Selected text:
# I want to be a INFP for a day!



## DayLightSun (Oct 30, 2008)

What should I do?:shocked:


----------



## Shai Gar (Jan 4, 2009)

be humble and take life as it comes. do not try to impress your will upon anyone. ask them how they feel. do not plot world domination.


----------



## DayLightSun (Oct 30, 2008)

Wow! I don't know if I can do that? Thats so hard.


----------



## DayLightSun (Oct 30, 2008)

Your going down Shai!


----------



## snail (Oct 13, 2008)

Yeah, I agree that world domination isn't really an INFP goal, Daylightsun. :wink:


----------



## Spooky (Oct 30, 2008)

daylightsun said:


> What should I do?:shocked:


Spend the day with me and I'll show you what to do. :wink:


----------



## snail (Oct 13, 2008)

Naughty, Beloved!


----------



## Spooky (Oct 30, 2008)

snail said:


> Naughty, Beloved!


I can't help it.


----------



## CJay3113 (Dec 31, 2008)

Sulk. Lots of sulking..and generosity.


----------



## Zaria (Jan 11, 2009)

I imagine that it must be like being me, but then shutting up for a while. :crazy:
I have my INFP days, I think: I'm really good at sulking.

Coordinate annotation records:
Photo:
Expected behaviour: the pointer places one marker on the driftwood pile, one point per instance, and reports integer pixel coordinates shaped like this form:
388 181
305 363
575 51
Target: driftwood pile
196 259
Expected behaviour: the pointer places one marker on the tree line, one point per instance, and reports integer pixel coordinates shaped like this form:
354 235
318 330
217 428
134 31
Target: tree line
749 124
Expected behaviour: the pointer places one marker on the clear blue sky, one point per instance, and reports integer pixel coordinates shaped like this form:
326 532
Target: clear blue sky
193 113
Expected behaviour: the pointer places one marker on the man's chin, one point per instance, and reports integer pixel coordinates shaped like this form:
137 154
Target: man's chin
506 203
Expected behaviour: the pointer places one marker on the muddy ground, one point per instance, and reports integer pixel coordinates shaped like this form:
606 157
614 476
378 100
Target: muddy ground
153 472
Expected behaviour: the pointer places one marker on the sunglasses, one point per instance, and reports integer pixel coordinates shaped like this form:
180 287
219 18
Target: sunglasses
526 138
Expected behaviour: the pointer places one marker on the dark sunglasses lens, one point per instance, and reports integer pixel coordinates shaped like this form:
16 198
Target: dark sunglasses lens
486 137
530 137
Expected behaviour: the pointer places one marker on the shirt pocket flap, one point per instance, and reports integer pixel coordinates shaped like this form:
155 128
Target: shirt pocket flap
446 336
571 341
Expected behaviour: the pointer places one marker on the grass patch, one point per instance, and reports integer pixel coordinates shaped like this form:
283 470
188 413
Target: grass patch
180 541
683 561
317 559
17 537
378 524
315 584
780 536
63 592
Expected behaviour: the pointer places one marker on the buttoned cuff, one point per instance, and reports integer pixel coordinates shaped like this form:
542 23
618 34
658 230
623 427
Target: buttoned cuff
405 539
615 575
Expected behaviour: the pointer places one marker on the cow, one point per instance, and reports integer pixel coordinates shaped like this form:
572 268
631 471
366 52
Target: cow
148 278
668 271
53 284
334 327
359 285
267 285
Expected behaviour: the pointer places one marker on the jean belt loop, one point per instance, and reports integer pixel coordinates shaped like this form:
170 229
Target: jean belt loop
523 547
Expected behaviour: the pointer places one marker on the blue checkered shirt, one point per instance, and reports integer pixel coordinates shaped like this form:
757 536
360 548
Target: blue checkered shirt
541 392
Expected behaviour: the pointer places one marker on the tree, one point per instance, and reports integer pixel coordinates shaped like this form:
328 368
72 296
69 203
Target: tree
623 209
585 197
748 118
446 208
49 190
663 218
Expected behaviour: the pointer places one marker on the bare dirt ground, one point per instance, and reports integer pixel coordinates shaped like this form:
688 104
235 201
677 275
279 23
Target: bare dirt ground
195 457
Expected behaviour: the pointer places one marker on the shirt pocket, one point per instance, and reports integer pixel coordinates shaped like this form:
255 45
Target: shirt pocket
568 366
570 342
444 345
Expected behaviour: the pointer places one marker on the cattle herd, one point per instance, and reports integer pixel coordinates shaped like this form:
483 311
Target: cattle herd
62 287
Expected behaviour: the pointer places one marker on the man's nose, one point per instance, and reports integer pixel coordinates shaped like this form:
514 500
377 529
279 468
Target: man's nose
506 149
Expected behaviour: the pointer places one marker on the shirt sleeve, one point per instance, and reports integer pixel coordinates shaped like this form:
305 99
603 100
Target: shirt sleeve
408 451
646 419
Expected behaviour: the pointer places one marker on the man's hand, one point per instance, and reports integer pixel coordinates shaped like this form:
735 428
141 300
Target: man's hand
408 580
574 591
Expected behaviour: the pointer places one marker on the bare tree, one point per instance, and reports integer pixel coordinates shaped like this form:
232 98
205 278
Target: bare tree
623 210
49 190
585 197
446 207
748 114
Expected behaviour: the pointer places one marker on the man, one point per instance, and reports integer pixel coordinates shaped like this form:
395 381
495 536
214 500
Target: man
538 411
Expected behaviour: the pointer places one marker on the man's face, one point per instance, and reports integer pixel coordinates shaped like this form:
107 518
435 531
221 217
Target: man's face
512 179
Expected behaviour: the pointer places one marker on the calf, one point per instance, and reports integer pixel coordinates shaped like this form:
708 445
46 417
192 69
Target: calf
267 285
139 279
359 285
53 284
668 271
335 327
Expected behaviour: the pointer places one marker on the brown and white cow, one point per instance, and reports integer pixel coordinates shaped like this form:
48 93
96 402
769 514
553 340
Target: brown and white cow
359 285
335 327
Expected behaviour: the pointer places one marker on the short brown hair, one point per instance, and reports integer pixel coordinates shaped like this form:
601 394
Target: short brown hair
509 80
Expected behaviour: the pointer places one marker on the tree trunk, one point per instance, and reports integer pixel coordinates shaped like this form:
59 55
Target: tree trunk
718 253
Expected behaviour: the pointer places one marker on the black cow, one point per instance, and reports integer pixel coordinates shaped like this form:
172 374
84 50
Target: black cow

Stated task A: Transcribe the part of the INFP thread that opens with the words containing "## Shai Gar" and closes with "plot world domination.".
Stated task B: Summarize the INFP thread in two sentences.
Stated task C: In the INFP thread, what does CJay3113 recommend?

Right answer A:
## Shai Gar (Jan 4, 2009)

be humble and take life as it comes. do not try to impress your will upon anyone. ask them how they feel. do not plot world domination.

Right answer B: DayLightSun asks what to do to be an INFP for a day, and Shai Gar advises being humble, taking life as it comes, not imposing one's will on anyone, asking others how they feel, and not plotting world domination. DayLightSun finds that hard, and later replies recommend lots of sulking and generosity.

Right answer C: Lots of sulking, and generosity.